The authorized capital stock of Chord Energy Corporation consists of 120,000,000 shares of common stock, $0.01 par value per share, and 5,000,000 shares of preferred stock, $0.01 par value per share.

The following summary of the capital stock and amended and restated certificate of incorporation, as amended (the “Amended Charter”), and fourth amended and restated bylaws (the “Amended Bylaws”) of Chord Energy Corporation does not purport to be complete and is qualified in its entirety by reference to the provisions of applicable law and to our Amended Charter and our Amended Bylaws, which are filed as exhibits to the registration statement of which this prospectus is a part.

Common Stock

As of April 27, 2023, we had 41,549,926 shares of common stock outstanding, all of which is voting common stock.
------------------------------------------------------------
» **Instructions to follow**
Transcribe the capital stock summary between "The authorized capital" and "value per share.", inclusive. The lines that come next stand apart from the capital stock summary.

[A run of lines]
------------------------------------------------------------
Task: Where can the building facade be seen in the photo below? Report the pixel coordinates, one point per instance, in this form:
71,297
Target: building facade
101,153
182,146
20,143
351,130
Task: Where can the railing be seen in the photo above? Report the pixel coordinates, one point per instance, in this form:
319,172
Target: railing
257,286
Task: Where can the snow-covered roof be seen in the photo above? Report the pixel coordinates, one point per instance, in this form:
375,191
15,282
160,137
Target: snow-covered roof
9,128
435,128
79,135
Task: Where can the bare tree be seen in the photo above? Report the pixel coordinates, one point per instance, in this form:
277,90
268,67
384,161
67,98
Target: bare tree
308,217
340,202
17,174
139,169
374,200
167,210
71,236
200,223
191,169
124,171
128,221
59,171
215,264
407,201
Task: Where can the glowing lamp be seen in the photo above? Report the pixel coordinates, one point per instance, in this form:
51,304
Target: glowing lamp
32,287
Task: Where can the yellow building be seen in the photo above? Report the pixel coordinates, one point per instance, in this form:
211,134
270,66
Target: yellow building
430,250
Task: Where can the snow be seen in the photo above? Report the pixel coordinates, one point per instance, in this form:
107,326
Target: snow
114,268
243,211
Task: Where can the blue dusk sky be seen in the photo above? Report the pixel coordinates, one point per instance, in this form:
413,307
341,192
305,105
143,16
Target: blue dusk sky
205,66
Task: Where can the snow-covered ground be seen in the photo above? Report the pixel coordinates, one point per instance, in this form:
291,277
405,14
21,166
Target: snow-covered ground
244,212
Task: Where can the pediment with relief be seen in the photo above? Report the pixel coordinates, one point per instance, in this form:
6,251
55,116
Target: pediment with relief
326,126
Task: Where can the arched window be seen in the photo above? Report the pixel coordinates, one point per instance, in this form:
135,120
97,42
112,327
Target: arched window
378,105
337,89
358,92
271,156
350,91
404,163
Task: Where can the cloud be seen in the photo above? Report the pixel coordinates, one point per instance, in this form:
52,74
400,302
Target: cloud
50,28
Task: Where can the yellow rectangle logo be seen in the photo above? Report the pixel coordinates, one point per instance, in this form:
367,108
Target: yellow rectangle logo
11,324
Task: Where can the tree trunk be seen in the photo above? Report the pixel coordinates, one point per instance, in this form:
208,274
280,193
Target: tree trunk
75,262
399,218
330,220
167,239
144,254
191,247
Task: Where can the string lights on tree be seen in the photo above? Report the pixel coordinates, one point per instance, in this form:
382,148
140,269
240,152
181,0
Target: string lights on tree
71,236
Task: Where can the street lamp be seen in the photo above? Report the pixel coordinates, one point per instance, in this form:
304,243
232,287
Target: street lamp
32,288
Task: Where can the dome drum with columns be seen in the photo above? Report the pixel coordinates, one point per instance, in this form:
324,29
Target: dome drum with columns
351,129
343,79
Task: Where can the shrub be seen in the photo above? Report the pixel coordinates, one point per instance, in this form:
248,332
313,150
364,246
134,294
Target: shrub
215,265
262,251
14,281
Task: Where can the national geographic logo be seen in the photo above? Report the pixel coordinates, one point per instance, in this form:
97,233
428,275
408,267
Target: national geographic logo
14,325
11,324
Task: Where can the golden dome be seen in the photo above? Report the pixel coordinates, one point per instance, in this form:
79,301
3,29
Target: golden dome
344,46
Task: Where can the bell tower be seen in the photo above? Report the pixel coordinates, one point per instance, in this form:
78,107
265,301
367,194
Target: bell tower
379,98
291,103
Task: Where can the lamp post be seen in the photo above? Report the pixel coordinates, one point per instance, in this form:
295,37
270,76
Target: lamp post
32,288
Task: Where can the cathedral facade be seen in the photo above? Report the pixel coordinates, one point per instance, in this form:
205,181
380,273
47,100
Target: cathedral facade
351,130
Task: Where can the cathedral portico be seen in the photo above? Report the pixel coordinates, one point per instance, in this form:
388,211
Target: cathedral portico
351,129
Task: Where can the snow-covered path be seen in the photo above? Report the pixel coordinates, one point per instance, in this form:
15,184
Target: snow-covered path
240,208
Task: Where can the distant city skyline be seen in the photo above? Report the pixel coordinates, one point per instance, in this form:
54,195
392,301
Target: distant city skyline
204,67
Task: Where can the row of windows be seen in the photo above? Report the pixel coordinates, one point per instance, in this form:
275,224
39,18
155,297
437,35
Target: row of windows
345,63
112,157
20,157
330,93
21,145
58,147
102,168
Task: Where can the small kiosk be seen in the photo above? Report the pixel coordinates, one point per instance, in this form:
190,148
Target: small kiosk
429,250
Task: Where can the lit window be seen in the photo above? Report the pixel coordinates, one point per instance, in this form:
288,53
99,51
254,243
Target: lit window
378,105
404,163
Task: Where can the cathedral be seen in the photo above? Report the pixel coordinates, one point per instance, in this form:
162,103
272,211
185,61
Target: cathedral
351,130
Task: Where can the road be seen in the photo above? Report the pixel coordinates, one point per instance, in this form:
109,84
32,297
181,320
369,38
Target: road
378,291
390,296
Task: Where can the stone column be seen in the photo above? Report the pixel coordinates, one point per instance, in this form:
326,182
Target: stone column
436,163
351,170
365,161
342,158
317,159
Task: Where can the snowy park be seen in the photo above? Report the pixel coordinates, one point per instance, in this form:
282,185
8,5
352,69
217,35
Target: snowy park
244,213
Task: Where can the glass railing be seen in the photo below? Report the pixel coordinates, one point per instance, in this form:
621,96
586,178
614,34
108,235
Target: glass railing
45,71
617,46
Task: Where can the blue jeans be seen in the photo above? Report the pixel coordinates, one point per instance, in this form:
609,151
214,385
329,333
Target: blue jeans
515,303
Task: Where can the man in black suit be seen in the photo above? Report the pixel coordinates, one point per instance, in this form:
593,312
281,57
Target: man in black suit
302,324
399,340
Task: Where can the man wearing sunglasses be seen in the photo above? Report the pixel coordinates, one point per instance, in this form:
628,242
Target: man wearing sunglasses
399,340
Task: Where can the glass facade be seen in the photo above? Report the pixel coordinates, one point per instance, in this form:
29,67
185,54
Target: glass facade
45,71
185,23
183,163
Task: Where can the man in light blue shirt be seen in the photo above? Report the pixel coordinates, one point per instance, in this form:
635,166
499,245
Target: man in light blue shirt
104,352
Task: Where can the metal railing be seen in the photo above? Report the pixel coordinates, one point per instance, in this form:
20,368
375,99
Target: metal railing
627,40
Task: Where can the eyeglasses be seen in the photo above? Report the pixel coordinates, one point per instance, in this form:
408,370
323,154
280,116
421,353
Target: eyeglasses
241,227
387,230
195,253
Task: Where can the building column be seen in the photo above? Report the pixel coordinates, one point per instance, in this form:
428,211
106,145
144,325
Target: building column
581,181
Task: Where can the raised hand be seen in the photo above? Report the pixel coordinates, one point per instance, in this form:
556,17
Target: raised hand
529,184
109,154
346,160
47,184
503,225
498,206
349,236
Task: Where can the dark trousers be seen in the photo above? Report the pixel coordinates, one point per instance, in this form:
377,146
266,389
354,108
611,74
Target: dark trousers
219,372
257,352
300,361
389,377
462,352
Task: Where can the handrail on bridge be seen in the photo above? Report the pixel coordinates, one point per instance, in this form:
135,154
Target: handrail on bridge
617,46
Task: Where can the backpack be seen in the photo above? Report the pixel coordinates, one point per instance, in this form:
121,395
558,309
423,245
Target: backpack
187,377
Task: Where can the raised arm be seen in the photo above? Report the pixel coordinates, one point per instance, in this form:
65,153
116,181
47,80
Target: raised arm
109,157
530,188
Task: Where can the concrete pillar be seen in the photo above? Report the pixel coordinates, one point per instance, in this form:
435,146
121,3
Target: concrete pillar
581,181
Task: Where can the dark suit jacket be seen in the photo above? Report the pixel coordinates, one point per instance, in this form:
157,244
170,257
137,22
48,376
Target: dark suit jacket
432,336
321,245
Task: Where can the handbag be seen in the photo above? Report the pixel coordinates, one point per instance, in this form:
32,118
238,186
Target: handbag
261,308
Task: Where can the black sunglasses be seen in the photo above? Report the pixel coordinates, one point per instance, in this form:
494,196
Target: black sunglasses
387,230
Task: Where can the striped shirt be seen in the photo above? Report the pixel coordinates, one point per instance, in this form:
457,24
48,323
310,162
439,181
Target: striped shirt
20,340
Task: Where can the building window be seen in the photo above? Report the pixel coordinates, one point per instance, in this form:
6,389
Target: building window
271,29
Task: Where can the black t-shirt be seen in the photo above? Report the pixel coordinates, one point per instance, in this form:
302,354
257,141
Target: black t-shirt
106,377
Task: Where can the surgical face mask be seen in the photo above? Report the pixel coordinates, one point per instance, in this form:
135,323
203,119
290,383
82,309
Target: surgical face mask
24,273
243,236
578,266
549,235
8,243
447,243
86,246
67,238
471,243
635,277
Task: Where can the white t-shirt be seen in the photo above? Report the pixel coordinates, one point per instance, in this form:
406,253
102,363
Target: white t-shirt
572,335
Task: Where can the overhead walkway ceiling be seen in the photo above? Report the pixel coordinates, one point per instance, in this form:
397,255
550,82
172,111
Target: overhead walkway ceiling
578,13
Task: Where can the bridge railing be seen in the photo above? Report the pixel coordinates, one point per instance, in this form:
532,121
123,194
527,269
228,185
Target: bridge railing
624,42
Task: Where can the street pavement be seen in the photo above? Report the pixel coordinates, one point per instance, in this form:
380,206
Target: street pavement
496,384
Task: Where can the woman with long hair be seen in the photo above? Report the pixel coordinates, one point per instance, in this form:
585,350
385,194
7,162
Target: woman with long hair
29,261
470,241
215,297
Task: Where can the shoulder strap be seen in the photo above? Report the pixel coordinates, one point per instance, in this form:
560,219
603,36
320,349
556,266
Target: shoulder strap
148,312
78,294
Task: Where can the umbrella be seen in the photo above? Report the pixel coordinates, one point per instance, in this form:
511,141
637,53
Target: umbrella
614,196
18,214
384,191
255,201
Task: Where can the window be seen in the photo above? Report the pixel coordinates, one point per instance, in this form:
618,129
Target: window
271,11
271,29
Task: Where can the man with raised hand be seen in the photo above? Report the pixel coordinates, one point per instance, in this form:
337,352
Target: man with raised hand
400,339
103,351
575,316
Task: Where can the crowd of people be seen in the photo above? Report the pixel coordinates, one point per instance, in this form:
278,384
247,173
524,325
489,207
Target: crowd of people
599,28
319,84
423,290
------------------------------------------------------------
» **The reply**
The authorized capital stock of Chord Energy Corporation consists of 120,000,000 shares of common stock, $0.01 par value per share, and 5,000,000 shares of preferred stock, $0.01 par value per share.